**目的 A:** 下にあるレコードの全行を、空行を除いてMarkdownの表に整えてください。列名は「番号」と「行」とし、画像は表に入れないでください。

**提供テキスト:**
((

あたたかな日を待ち遠しく思う季節ですね。
Shokan
虎の春
薯藷餡、こし餡・ごま
令和4年、壬寅がはじまりました。
「寅」には草木が成長しはじめるという意味があるとか。
「正月の 子供になって 見たき哉」(一茶)
皆様にとってより良き一年になりますように。
Touji
暮雪
薬饅頭、こし餡
終い弘法、終い天神そしてクリスマス。
年の瀬をより感じるころになりました。
日暮れから降る雪、モノトーンの風景が似合う季節でしょうか。
明くる年が皆様にとってより良き年となりますように。
Taisetsu
雪あかり
村雨、こし餡・銀箔
雪月ともいわれる師走。
今年は京都の山里でもうっすらと雪が積もったそうです。
「ねぎ白く 洗ひたてたる 寒さかな」(芭蕉)
寒さはこれから。本格的に冬がはじまりますね。
Shosetsu
山茶花
薯藷餡、粒餡
山の錦に魅了されるころ。
本格的にはじまる冬を予告するかのようにひっそりと咲く山茶花の花。
「山茶花を 雀のこぼす 日和哉」(子規)

))

**目的 B:** 上の季節の和菓子の文章を、一字一句変えずに全文打ち直してください。

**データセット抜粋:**
((

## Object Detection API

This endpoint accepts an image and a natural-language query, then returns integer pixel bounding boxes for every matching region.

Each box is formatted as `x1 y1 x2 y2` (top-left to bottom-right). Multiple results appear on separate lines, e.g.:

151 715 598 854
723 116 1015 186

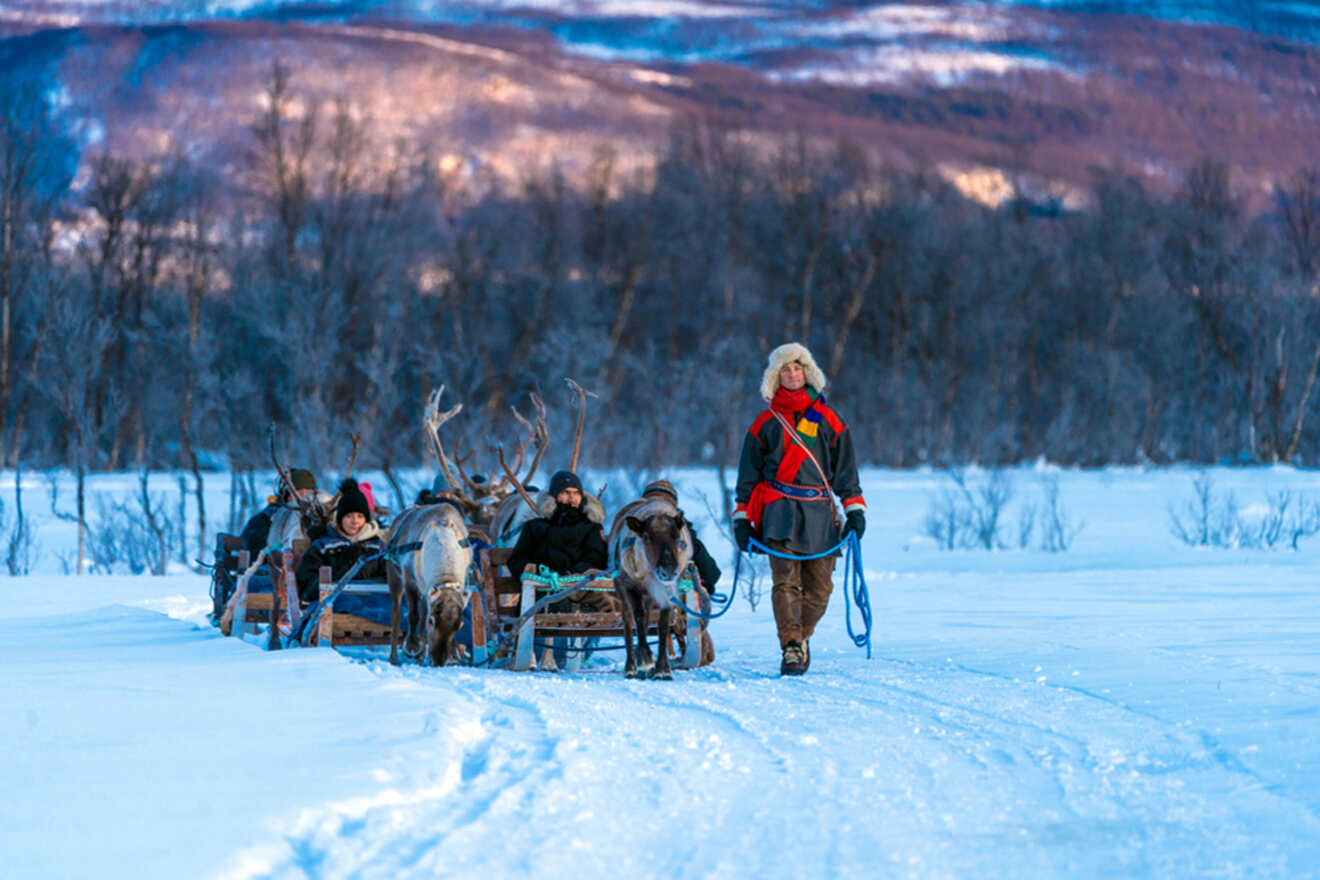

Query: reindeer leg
651 606 673 681
404 582 422 657
615 578 638 678
632 590 656 674
385 565 404 666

))

**回答全文 A:**
| 番号 | 行 |
|---|---|
| 1 | ## Object Detection API |
| 2 | This endpoint accepts an image and a natural-language query, then returns integer pixel bounding boxes for every matching region. |
| 3 | Each box is formatted as `x1 y1 x2 y2` (top-left to bottom-right). Multiple results appear on separate lines, e.g.: |
| 4 | 151 715 598 854 |
| 5 | 723 116 1015 186 |
| 6 | Query: reindeer leg |
| 7 | 651 606 673 681 |
| 8 | 404 582 422 657 |
| 9 | 615 578 638 678 |
| 10 | 632 590 656 674 |
| 11 | 385 565 404 666 |

**回答全文 B:**
あたたかな日を待ち遠しく思う季節ですね。
Shokan
虎の春
薯藷餡、こし餡・ごま
令和4年、壬寅がはじまりました。
「寅」には草木が成長しはじめるという意味があるとか。
「正月の 子供になって 見たき哉」(一茶)
皆様にとってより良き一年になりますように。
Touji
暮雪
薬饅頭、こし餡
終い弘法、終い天神そしてクリスマス。
年の瀬をより感じるころになりました。
日暮れから降る雪、モノトーンの風景が似合う季節でしょうか。
明くる年が皆様にとってより良き年となりますように。
Taisetsu
雪あかり
村雨、こし餡・銀箔
雪月ともいわれる師走。
今年は京都の山里でもうっすらと雪が積もったそうです。
「ねぎ白く 洗ひたてたる 寒さかな」(芭蕉)
寒さはこれから。本格的に冬がはじまりますね。
Shosetsu
山茶花
薯藷餡、粒餡
山の錦に魅了されるころ。
本格的にはじまる冬を予告するかのようにひっそりと咲く山茶花の花。
「山茶花を 雀のこぼす 日和哉」(子規)